Data for analysis:
*** Begin section ***

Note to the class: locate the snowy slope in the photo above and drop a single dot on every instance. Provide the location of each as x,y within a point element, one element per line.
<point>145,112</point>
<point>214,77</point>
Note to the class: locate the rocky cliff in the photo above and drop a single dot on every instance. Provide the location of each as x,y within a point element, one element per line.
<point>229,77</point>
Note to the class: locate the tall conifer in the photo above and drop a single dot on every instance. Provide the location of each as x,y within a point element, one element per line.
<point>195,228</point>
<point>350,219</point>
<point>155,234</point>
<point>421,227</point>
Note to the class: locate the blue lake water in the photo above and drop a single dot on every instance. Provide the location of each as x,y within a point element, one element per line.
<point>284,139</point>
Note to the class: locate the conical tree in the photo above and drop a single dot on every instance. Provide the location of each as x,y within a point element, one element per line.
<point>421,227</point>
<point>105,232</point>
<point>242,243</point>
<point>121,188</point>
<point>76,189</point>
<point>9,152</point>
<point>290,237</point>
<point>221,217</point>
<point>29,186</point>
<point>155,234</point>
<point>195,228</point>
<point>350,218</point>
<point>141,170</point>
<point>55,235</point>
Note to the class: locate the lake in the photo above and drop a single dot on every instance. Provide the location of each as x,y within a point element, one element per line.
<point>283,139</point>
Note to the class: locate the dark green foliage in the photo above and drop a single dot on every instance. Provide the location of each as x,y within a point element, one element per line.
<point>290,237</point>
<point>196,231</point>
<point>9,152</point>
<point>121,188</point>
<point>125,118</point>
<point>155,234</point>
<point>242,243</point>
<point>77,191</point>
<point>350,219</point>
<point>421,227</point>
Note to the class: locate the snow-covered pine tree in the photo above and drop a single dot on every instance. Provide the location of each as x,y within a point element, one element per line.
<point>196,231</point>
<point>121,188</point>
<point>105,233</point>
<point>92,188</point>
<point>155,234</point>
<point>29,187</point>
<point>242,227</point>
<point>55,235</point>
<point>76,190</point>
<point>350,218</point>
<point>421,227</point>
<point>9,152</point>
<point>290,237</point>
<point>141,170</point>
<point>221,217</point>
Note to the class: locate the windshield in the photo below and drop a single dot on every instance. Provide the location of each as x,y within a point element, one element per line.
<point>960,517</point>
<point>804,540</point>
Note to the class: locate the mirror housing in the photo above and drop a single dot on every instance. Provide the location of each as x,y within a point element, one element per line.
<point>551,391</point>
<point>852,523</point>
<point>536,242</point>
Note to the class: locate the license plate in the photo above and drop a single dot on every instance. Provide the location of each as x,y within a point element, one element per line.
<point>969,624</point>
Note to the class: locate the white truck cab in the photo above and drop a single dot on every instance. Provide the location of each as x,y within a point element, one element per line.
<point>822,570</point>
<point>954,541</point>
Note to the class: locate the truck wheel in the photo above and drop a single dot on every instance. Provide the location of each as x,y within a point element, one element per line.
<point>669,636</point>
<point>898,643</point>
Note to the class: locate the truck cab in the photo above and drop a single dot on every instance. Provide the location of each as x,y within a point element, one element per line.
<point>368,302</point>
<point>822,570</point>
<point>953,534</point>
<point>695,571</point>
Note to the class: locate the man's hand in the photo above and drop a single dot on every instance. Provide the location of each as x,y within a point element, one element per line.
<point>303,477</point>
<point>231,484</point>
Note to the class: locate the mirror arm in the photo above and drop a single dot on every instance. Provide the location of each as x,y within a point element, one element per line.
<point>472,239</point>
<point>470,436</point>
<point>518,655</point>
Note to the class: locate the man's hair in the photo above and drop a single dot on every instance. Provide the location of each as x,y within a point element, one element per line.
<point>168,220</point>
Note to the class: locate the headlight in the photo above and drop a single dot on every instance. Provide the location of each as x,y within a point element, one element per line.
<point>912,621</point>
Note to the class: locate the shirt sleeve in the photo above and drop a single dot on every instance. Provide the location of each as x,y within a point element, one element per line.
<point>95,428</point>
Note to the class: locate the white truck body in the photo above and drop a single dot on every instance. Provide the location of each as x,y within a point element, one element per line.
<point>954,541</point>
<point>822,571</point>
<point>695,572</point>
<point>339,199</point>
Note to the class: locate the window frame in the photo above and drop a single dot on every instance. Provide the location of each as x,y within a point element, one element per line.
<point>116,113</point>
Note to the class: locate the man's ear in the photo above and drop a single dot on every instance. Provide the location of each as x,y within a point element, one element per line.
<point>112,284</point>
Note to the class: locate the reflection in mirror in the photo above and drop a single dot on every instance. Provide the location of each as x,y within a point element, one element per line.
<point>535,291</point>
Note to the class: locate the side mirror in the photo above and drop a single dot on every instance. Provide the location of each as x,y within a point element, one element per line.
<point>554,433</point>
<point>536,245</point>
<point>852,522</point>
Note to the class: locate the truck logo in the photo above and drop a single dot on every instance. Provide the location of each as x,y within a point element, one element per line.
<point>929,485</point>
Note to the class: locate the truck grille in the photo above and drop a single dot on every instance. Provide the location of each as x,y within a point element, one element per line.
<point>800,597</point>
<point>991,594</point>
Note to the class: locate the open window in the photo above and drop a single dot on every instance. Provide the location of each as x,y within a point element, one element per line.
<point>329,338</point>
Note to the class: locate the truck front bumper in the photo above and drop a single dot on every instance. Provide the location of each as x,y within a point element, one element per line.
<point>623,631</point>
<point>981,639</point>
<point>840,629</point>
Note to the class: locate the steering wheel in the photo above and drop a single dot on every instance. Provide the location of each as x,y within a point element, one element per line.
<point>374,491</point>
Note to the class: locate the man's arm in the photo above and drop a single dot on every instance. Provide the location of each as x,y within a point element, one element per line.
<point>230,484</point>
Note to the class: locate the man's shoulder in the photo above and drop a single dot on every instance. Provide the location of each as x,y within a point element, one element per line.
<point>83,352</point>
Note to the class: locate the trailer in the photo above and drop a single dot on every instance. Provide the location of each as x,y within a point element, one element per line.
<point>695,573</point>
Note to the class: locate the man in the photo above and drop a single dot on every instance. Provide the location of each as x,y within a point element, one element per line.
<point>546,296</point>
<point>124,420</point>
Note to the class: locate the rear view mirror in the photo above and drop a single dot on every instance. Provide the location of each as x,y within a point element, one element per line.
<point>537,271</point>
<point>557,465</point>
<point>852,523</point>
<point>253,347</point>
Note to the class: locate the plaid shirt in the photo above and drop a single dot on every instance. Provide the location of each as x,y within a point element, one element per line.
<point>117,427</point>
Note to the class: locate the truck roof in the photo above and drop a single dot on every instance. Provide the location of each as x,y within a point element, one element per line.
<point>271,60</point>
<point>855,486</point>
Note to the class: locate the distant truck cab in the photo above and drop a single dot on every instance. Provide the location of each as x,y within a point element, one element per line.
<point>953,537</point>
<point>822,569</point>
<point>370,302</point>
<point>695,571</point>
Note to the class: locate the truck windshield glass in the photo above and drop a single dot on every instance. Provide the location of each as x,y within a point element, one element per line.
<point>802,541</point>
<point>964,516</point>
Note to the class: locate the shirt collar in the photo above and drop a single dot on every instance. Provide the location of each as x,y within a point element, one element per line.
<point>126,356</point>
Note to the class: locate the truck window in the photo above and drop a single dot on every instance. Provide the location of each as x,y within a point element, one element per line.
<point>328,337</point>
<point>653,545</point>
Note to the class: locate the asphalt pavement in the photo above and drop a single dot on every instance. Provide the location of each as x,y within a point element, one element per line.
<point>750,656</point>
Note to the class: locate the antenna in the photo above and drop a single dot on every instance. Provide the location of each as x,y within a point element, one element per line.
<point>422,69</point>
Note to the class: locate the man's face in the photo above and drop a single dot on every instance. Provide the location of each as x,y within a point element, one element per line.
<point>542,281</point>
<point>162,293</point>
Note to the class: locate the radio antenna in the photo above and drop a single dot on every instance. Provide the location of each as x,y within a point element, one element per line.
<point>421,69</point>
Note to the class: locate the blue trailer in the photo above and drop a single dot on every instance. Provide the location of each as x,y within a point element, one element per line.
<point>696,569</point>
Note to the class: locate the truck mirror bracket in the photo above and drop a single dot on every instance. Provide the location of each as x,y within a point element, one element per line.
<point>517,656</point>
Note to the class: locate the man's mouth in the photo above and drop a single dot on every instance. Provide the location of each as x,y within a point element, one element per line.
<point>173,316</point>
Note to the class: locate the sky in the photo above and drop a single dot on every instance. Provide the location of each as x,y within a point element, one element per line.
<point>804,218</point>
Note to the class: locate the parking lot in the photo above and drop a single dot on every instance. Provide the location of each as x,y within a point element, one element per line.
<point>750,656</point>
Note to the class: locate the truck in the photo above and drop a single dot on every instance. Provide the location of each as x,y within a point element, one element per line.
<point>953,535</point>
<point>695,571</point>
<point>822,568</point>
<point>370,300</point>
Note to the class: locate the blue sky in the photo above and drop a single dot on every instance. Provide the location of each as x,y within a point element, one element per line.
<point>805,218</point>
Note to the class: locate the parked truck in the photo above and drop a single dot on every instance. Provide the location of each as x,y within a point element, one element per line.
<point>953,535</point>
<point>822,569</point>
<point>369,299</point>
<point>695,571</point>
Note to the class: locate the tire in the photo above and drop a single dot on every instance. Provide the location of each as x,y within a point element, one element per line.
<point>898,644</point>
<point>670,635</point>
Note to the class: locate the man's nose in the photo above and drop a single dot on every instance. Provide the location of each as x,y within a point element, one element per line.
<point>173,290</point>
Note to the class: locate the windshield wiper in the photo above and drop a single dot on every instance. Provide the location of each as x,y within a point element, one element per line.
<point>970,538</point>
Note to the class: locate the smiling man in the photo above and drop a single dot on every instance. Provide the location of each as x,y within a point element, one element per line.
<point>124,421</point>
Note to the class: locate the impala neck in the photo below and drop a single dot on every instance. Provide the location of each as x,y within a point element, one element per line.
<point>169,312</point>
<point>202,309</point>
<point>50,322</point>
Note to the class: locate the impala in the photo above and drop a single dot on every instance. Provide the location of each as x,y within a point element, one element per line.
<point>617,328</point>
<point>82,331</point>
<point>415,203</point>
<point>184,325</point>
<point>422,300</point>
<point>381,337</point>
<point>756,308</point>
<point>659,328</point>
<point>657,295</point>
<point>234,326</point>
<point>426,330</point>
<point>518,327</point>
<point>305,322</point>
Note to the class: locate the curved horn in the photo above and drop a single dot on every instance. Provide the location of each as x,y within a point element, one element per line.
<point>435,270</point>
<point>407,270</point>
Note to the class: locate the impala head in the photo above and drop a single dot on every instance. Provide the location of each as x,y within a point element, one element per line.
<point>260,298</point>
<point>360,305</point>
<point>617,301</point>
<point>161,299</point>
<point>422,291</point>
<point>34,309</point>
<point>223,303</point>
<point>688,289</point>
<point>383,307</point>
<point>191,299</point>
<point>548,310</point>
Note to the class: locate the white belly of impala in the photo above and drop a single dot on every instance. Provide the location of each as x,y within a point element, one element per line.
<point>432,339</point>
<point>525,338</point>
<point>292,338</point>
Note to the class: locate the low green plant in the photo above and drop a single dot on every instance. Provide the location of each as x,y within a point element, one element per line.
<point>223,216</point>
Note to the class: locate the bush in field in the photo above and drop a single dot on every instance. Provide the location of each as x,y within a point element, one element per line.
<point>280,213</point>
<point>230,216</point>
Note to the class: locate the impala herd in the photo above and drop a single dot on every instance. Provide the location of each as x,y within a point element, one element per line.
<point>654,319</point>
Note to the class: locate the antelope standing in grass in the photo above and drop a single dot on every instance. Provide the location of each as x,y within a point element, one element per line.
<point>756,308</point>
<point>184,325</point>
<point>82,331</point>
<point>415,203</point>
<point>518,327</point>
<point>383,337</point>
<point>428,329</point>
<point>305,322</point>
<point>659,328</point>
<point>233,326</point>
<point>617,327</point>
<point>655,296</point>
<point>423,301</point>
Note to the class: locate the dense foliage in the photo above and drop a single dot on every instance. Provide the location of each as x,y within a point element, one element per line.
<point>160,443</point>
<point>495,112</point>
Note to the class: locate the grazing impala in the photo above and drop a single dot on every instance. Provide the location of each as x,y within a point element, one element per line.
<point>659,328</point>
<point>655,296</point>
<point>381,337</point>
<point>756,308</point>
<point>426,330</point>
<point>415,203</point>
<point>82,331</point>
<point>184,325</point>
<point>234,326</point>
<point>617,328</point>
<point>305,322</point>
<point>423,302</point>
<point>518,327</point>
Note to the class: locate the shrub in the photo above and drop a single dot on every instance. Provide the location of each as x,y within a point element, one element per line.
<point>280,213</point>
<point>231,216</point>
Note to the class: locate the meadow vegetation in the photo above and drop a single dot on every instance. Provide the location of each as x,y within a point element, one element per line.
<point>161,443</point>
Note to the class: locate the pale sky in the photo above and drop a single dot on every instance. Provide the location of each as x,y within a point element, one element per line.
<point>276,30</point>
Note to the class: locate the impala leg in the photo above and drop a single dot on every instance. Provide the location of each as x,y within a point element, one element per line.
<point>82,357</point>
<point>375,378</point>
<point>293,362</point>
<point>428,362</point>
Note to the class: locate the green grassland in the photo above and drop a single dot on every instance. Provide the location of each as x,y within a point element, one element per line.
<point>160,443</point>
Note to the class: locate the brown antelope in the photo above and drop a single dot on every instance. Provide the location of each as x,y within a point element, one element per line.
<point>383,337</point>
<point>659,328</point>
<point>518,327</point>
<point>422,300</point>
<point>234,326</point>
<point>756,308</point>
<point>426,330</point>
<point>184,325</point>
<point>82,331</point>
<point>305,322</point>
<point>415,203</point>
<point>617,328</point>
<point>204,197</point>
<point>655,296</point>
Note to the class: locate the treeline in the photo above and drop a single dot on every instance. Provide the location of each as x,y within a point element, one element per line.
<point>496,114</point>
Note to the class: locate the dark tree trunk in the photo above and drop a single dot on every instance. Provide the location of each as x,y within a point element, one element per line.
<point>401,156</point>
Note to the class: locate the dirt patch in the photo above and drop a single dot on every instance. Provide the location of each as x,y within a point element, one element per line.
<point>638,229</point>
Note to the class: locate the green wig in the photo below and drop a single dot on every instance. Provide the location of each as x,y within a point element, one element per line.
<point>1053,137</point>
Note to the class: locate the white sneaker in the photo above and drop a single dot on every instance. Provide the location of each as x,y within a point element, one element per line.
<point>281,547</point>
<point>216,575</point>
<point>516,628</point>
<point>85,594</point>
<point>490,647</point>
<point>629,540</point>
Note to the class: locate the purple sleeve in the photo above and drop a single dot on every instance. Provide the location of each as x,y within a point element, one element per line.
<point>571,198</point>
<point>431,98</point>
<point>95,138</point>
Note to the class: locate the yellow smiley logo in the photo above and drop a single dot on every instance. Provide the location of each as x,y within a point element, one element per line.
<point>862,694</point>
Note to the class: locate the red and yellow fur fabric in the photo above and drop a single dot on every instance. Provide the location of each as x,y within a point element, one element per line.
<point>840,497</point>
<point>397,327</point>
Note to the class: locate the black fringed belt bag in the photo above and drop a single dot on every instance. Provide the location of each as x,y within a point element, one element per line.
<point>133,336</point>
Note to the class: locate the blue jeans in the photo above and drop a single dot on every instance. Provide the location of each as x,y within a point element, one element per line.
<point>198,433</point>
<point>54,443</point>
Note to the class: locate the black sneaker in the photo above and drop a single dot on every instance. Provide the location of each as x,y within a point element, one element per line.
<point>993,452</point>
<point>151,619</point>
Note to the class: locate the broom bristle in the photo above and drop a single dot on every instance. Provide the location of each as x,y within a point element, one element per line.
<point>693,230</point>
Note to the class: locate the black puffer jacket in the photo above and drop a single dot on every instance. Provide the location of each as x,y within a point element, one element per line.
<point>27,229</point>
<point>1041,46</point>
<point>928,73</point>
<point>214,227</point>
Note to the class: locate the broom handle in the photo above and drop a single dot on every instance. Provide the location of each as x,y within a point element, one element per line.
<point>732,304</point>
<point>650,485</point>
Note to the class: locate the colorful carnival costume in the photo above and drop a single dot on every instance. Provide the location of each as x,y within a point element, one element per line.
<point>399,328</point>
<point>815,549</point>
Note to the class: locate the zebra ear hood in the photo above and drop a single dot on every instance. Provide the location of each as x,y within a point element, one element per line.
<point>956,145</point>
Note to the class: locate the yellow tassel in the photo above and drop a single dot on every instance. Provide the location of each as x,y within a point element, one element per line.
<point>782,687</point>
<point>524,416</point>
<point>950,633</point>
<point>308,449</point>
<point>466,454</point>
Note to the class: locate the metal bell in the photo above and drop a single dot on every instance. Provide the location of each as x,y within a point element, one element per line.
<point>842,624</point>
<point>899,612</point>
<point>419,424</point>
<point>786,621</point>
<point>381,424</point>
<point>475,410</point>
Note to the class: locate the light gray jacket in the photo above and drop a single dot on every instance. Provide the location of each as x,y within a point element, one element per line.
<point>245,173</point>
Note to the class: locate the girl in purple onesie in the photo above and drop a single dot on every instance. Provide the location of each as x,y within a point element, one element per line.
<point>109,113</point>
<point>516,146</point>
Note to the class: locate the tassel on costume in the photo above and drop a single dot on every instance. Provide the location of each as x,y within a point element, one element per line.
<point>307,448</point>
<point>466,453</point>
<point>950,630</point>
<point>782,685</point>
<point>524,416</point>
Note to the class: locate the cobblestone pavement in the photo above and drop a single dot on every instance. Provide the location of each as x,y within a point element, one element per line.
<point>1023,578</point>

*** End section ***

Activity:
Exactly the lines from the one containing "Note to the class: locate the tassel" to the last line of the entries above must be duplicated, with both of those lines included and nothing more.

Solution for this exercise:
Note to the class: locate the tassel on costume in the photo above and drop a single dot on every instance. Provide the location of each as x,y within a point element, one element per line.
<point>307,448</point>
<point>466,453</point>
<point>950,630</point>
<point>782,685</point>
<point>524,416</point>
Note to the class: locate the cobblestone pavement in the photo above and drop a single dot on every instance. Provide the location of each as x,y within a point element, one element per line.
<point>1023,578</point>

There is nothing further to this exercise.